Segment Open
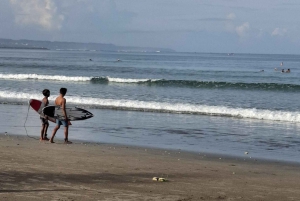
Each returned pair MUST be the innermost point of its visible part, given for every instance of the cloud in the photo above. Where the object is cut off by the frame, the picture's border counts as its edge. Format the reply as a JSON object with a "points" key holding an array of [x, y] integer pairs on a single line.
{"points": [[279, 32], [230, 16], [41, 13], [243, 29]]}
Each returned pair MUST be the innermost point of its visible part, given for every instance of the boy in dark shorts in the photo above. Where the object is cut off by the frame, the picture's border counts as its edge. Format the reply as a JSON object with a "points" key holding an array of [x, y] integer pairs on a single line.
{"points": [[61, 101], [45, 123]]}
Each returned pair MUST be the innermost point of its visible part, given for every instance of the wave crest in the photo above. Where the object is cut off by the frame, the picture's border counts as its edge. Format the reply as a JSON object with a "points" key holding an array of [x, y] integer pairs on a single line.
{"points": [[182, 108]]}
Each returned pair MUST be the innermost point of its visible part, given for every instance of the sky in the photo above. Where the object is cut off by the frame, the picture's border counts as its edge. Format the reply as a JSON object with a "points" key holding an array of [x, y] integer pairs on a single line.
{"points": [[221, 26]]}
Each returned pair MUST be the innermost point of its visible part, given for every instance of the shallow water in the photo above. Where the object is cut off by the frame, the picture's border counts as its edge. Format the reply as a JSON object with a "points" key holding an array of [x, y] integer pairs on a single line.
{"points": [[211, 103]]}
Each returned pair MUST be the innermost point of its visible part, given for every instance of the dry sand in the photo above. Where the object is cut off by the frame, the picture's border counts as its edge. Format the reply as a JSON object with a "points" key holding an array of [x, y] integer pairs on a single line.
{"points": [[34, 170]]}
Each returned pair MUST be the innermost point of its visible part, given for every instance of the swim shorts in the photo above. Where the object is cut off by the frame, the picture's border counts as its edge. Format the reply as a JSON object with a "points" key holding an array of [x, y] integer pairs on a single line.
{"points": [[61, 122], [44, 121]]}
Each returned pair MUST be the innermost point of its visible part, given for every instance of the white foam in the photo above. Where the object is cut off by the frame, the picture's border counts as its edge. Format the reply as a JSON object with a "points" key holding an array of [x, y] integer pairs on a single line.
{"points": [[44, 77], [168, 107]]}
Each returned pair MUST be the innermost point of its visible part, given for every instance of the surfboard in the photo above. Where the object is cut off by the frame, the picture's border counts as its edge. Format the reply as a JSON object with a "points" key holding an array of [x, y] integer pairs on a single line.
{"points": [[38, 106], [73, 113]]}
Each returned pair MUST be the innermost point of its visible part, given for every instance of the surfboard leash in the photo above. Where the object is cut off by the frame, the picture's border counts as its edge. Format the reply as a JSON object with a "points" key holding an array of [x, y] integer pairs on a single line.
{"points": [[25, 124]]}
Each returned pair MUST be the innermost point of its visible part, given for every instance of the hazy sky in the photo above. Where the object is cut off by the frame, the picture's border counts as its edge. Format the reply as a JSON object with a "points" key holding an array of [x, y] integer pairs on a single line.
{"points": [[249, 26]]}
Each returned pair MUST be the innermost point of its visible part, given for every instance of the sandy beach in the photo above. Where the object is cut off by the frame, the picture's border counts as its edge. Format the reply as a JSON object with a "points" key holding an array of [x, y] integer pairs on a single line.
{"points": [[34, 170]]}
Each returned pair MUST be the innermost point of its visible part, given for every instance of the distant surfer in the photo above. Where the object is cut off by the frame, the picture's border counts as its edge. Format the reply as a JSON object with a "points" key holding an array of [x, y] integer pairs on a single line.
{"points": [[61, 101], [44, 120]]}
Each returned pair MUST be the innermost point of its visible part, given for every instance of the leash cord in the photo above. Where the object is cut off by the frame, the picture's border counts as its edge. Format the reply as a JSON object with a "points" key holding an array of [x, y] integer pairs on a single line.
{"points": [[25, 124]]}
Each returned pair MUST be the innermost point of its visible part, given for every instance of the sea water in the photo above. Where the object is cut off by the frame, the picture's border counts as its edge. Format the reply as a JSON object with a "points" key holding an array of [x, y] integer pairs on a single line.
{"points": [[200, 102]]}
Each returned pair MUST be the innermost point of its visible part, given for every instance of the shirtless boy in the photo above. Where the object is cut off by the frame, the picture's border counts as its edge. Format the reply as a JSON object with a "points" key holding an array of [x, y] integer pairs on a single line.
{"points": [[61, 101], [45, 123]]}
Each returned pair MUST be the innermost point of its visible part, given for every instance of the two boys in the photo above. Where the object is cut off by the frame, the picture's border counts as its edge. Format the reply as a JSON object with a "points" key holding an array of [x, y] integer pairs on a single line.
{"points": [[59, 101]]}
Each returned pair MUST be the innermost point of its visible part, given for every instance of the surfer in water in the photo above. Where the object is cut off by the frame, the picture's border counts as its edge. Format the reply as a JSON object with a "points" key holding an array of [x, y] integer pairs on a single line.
Segment Closed
=== WHAT YOU SHOULD DO ===
Pictures are to be left out. Everything else in the records above gets repeated exactly.

=== SOLVED PROBLEM ===
Each returned pair MUST be the innermost point of its visible part, given for every instance of the cloud in the photo above. Where the object is cut off by the frame, the picture's border counts as its edge. Format the reply as a JSON object with a "points" key holding an array of [x, y] integer pairs on a single line.
{"points": [[279, 32], [230, 16], [41, 13], [243, 29]]}
Each returned pair MUST be the innermost point of its visible part, given for every instance of the boy in dark shorts in the photo above. Where the object is cut off by the frame, the picture's border counts as its edge. Format the reply as a JSON object with a "points" key holding an array of [x, y] integer pairs on a single line.
{"points": [[61, 101], [45, 123]]}
Each returned pair MUST be the innermost point of its visible part, given for every instance of the wave crest in the photo above. Where the object is cut off by the frame, the picture's border counts as its edge. Format the reply as a JSON object with a "points" key holding an array of [x, y] integer pairs on a single line.
{"points": [[182, 108]]}
Each returned pair MUST be the innermost point of its visible part, given for every instance of the sky in the photo above. Where the object is cut off by the frame, the picture's border counts as its edge. Format the reply as a JSON object with a "points" key holding an array of [x, y] integer pairs on a single line.
{"points": [[221, 26]]}
Each returned pair MUST be the innermost point of its visible part, given for every instance of the shallow water in the photo above. Where the object is cut off by the frame, the picture's border counts as its edge. Format the reply as a JSON object with a "points" key holding an array of [x, y] integer pairs on a single line.
{"points": [[211, 103]]}
Each returned pair MUST be the innermost point of its visible part, given for every instance of the dry sand in the photo above. Where the object is cut off by the frame, the picture's border counts as its edge. Format the reply as a JSON object with a "points" key holding an array of [x, y] integer pairs on a single line.
{"points": [[34, 170]]}
Each returned pair MUST be the innermost point of its visible part, given for every instance of the swim shorts in the photo above. Where the object is cut off by the frame, the picture's border counts as its edge. Format the reply as a JSON object with a "points" key holding an array of [x, y] integer pairs on a single line.
{"points": [[61, 122], [44, 121]]}
Each returned pair MUST be the innermost point of its visible part, given for every instance of the white foam in the photo above. Where the object is cut off by the frame, the picture's border counts as its edge. Format the reply as a JSON object with a "points" key holding an array of [x, y] integer pairs on a single line.
{"points": [[44, 77], [168, 107]]}
Each returned pair MUST be the innermost point of its visible part, given for every instance of the surfboard in the photo above. Where the object is cut off by the frame, the picture's border counts as its edge. Format the reply as a JSON object with a "points" key holding an array of [x, y] integer pairs on a single line.
{"points": [[38, 106], [73, 113]]}
Each returned pair MUST be the innermost point of its visible part, given for every instance of the surfboard leash in the photo above. Where the object is cut off by the frame, the picture's border counts as its edge. Format the reply as a JSON object with a "points" key holding an array of [x, y] integer pairs on a single line.
{"points": [[25, 124]]}
Each returned pair MUST be the innermost point of its visible part, given for every instance of the hazy sky in the photo above. Where the object is cut off by the frame, the picture's border counts as its edge. Format the reply as a JSON object with a "points" key holding an array of [x, y] integer pairs on a single line.
{"points": [[249, 26]]}
Each returned pair MUST be the innermost point of its visible part, given for every instance of the sandy beach in the photo above. Where the object is cut off by the frame, the picture's border counts as its edge. Format the reply as a JSON object with a "points" key holding an array of [x, y] integer pairs on a single line.
{"points": [[34, 170]]}
Each returned pair MUST be the innermost point of its visible part, given for every instance of the distant surfer in the photo above. Where the object is cut off by the frame, the picture's border counts as its edge. Format the reply as a JSON object with a "points" key holding an array of [x, y] integer pairs on a single line.
{"points": [[61, 101], [44, 120]]}
Each returned pair MUST be the innermost point of its visible part, given for every instance of the leash cord in the photo above. Where the object is cut off by the frame, the picture's border counts as its edge. Format the reply as a JSON object with a "points" key holding an array of [x, y] integer pairs on a single line.
{"points": [[25, 124]]}
Each returned pair MUST be the innermost point of its visible part, given for every instance of the sea water in the photo above. Where the object is cut off by the frame, the picture's border counts as its edge. Format the reply as a JSON object with a "points" key holding an array of [x, y] integer pairs on a single line.
{"points": [[200, 102]]}
Each returned pair MUST be the innermost point of its visible part, given for every instance of the shirtless boy in the photo above. Where the object is cut off by the frame, the picture's border counts as its edge. Format the reply as a JSON object with a "points" key holding an array of [x, y] integer pairs on a single line.
{"points": [[61, 101], [45, 123]]}
Each returned pair MUST be the innermost point of its visible part, given for every instance of the two boys in the photo above. Where the object is cut off by the frame, the picture's border counts as its edge. Format the reply as a JSON object with a "points" key holding an array of [x, y] integer pairs on a single line.
{"points": [[59, 101]]}
Each returned pair MUST be the innermost point of its visible part, given for every instance of the surfer in water in the photo above. Where the object is cut off by the frame, the picture's border counts as its edge. Format the reply as a JSON object with a "points" key holding an array of [x, y] integer pairs on a single line.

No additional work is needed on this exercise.